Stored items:
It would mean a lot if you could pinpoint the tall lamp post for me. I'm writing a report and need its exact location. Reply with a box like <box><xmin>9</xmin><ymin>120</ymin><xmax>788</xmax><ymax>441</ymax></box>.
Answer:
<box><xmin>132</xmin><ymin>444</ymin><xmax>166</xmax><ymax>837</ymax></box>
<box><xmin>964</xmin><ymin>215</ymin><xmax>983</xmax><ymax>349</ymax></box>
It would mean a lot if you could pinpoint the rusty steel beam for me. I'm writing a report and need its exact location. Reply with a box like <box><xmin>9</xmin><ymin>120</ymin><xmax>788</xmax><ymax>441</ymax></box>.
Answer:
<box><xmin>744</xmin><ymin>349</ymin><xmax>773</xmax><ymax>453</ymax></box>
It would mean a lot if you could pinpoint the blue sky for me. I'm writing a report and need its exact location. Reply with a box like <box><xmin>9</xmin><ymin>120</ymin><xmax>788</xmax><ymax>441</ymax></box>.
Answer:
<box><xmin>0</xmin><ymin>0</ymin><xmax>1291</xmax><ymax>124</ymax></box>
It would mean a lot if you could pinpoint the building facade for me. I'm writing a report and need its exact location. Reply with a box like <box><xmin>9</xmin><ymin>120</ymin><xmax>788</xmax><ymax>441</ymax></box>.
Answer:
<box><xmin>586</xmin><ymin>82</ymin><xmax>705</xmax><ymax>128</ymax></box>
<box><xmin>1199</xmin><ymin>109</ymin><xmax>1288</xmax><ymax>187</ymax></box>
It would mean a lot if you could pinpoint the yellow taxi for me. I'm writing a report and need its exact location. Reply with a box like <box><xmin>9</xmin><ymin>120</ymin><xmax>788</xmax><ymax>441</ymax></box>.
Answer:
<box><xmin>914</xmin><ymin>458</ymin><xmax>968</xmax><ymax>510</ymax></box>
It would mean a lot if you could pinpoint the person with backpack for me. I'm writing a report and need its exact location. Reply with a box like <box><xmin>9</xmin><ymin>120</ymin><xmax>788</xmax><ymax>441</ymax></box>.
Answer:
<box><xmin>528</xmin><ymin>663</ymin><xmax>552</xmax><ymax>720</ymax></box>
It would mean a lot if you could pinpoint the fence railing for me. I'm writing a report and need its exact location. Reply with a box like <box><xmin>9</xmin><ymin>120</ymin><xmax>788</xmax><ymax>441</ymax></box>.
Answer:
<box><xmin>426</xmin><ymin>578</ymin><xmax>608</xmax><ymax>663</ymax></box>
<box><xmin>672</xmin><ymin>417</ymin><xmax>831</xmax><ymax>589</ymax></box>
---
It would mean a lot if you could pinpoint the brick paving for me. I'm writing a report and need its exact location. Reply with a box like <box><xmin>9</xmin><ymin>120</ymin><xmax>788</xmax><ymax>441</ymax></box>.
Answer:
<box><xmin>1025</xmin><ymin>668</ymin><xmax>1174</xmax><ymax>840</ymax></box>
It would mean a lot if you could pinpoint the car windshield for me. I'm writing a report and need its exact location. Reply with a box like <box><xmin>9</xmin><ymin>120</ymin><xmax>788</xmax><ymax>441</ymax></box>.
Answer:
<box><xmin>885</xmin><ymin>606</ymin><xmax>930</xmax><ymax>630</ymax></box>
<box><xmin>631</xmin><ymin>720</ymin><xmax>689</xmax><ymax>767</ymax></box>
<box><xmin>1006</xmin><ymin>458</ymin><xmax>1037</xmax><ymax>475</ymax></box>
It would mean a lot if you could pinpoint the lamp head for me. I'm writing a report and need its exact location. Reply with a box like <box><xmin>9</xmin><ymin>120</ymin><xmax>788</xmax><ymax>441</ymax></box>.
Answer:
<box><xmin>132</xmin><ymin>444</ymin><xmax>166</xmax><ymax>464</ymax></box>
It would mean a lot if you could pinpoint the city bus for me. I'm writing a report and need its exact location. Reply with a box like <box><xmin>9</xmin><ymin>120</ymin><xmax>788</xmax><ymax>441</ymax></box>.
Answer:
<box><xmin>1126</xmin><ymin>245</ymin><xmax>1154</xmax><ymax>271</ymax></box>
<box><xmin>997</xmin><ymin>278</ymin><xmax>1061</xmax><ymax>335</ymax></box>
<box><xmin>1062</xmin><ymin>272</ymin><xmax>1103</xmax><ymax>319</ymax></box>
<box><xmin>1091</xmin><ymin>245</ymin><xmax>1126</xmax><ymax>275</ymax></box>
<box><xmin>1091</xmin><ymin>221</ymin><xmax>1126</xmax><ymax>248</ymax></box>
---
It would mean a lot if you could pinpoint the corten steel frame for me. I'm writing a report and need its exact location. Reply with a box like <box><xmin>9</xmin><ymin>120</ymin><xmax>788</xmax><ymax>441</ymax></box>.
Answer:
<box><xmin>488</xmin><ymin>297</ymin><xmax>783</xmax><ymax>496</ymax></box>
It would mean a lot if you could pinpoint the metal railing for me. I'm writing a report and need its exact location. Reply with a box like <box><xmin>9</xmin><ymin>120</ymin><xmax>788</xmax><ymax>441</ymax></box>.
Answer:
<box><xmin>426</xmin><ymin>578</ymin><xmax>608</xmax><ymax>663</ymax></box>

§ **AIM OF THE TASK**:
Pull out every line of the records above that contains the string "railing", matching case exactly.

§ **RESULT**:
It would mean a lot if you could pinpoint the fence railing for me. I'm writing a report and need its exact location. Reply with a box like <box><xmin>9</xmin><ymin>120</ymin><xmax>788</xmax><ymax>441</ymax></box>.
It would mean a lot if you could pinpoint the metal railing for me. I'm writing a report and need its exact location. Reply with a box like <box><xmin>9</xmin><ymin>120</ymin><xmax>788</xmax><ymax>441</ymax></box>.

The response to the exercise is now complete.